» Opdracht A: Geef uit de bron hieronder letterlijk het stuk dat begint met de woorden "Een fotoblog is" en eindigt met "de naam Rikky.".

Op dat moment komt de aap uit de mouw. Ik had natuurlijk de alarmbellen al van verre moeten horen rinkelen, maar ja, snelheid is niet ieders kracht... Dat ze blij waren met het "vertrouwen". En of ik wel wist wat voor puinhoop het in de hedendaagse wereld was. Dat het vertrouwen tussen de mensen zoek was. En dat het tijd werd om een oplossing te zoeken. Dat kon, wisten ze beiden vrij zeker, bereikt worden door het Grote Vertrouwen in de Heer. Op dat moment pakte de kleinste van de twee de bijbel uit zijn tasje en begon er ongevraagd uit voor te lezen. De ander bleef me aankijken op een manier of hij hoopte dat zich ter plekke een Godswonder zou voltrekken. Hij bleek inmiddels voor de genadeklap de Wachttoren al in zijn hand te hebben.

Tegen beter weten in

Zo weinig overtuigend als ik bleek te zijn bij mijn autoritaire optreden, zo helder bleek ik te kunnen verwoorden dat hun moeite volledig verspild was om mij hiervoor te interesseren. Nog één klein citaat uit de bijbel murmelde de kleinste, terwijl de grote de Wachttoren al wegstopte. Ik moest onwillekeurig toch even aan mijn bericht van vorige week terugdenken. Over geloof, hoop en vooral "tegen beter weten in" gesproken... toen ik 10 was zat de hemel voor de Jehova's al vol. Volgens mij is dat ook de enige hemel met een numerus fixus beleid.

Een fotoblog is geen fotoblog als er geen...

Toen ik 10 was, woonden mijn ouders, en ik daarmee, in Assen in een 2-onder-1-kap huis. We woonden er met zijn vieren. Een paar huizen daarnaast woonde een Jehova's getuigen gezin, ik meen dat ze met zijn achten waren, in net zo'n huis. Met dochter Marjolein, die een jaar of wat ouder dan ik was, ging ik regelmatig met hun hond wandelen. Een Rottweiler met de naam Rikky.

» Aangeleverde gegevens:
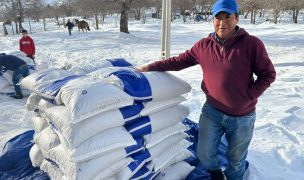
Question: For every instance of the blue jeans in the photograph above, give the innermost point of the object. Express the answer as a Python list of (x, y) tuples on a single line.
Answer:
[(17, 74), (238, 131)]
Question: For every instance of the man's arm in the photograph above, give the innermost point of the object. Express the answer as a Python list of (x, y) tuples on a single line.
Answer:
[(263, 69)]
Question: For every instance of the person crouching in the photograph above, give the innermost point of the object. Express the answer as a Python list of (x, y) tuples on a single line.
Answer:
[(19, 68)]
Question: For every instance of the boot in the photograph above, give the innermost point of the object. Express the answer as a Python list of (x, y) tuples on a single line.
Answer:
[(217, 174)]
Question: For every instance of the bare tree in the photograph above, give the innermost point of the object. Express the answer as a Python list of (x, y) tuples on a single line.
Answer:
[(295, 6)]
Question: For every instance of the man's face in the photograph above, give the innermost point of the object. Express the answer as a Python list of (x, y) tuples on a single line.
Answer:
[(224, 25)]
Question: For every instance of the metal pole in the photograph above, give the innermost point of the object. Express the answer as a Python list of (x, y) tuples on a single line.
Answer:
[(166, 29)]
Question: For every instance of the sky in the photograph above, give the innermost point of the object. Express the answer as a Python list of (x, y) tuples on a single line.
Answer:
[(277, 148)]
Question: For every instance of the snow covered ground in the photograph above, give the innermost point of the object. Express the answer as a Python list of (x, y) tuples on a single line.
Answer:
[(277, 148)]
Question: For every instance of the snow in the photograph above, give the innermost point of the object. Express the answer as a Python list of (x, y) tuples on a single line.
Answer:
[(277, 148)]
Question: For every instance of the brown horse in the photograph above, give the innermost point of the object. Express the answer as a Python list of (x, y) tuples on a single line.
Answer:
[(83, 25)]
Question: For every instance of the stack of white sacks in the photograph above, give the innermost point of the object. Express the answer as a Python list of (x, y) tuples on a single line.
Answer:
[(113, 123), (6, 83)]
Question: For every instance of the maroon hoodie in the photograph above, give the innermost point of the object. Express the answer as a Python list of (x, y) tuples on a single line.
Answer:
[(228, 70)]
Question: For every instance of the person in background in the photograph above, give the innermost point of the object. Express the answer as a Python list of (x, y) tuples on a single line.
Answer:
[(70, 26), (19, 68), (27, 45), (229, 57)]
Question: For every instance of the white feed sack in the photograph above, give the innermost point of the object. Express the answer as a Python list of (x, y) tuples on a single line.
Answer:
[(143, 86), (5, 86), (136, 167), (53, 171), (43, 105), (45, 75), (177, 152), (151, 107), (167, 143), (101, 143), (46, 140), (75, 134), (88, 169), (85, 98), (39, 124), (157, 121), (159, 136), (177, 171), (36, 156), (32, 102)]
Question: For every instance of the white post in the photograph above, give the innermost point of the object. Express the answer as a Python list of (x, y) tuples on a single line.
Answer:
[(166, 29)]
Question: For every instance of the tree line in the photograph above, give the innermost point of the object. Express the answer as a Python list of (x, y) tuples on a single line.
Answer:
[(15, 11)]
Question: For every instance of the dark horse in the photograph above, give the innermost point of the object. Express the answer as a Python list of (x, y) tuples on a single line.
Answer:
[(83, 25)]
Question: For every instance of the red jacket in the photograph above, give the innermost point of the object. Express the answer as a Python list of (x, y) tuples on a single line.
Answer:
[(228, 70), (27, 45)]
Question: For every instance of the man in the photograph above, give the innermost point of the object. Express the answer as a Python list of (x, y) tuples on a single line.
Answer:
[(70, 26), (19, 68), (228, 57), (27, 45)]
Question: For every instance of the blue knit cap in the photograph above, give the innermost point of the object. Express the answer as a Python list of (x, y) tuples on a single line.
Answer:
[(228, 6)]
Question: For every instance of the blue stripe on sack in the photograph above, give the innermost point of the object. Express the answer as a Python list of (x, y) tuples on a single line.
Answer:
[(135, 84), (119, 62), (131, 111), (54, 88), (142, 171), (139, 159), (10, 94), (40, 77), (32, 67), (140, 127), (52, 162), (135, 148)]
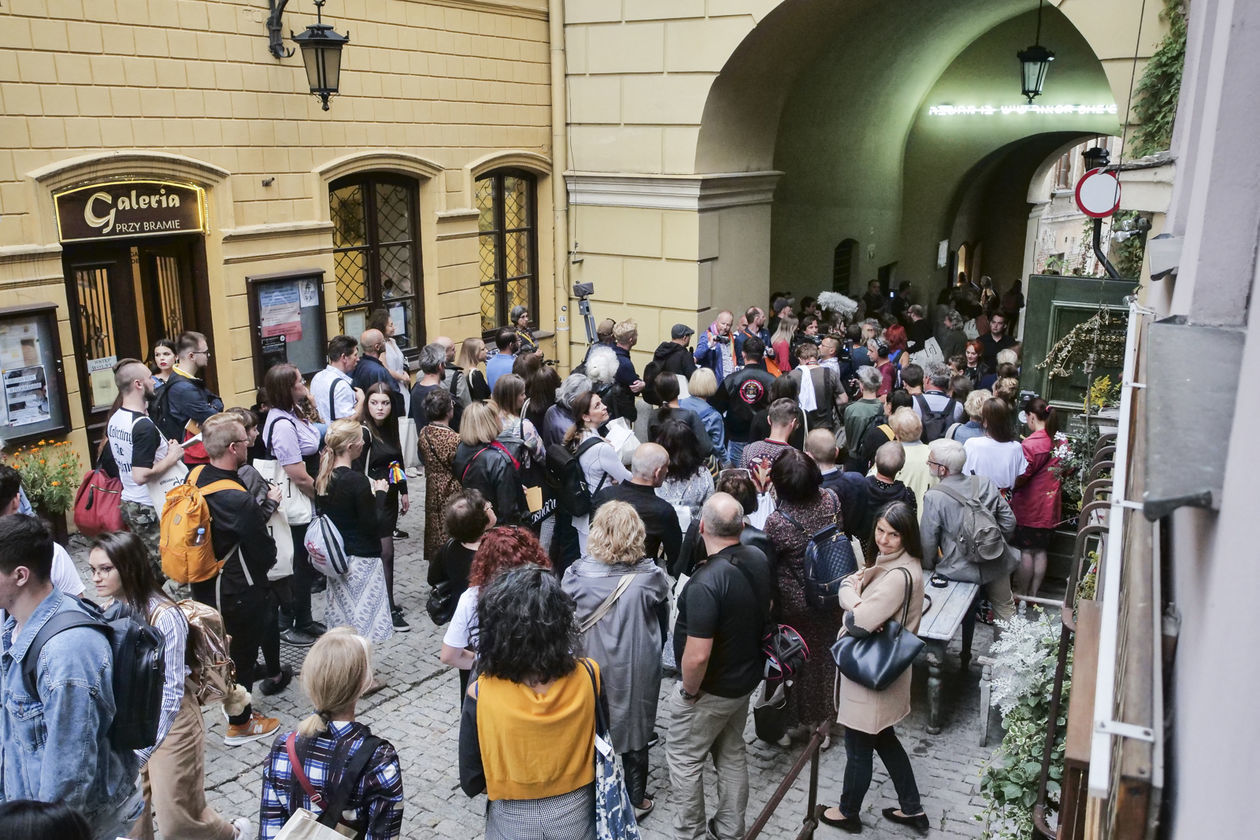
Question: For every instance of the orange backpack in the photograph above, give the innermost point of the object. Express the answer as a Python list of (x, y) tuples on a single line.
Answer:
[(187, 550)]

» Opdracht B: Herhaal uit de gegevens hierboven woordelijk het deel dat begint bij de regel met "Question: For every instance of the man in" en eindigt bij de regel met "[(70, 26), (19, 68), (228, 57), (27, 45)]", met beide regels erbij.

» Uitwerking A:
Een fotoblog is geen fotoblog als er geen...

Toen ik 10 was, woonden mijn ouders, en ik daarmee, in Assen in een 2-onder-1-kap huis. We woonden er met zijn vieren. Een paar huizen daarnaast woonde een Jehova's getuigen gezin, ik meen dat ze met zijn achten waren, in net zo'n huis. Met dochter Marjolein, die een jaar of wat ouder dan ik was, ging ik regelmatig met hun hond wandelen. Een Rottweiler met de naam Rikky.

» Uitwerking B:
Question: For every instance of the man in the photograph above, give the innermost point of the object. Express the answer as a Python list of (x, y) tuples on a single line.
Answer:
[(70, 26), (19, 68), (228, 57), (27, 45)]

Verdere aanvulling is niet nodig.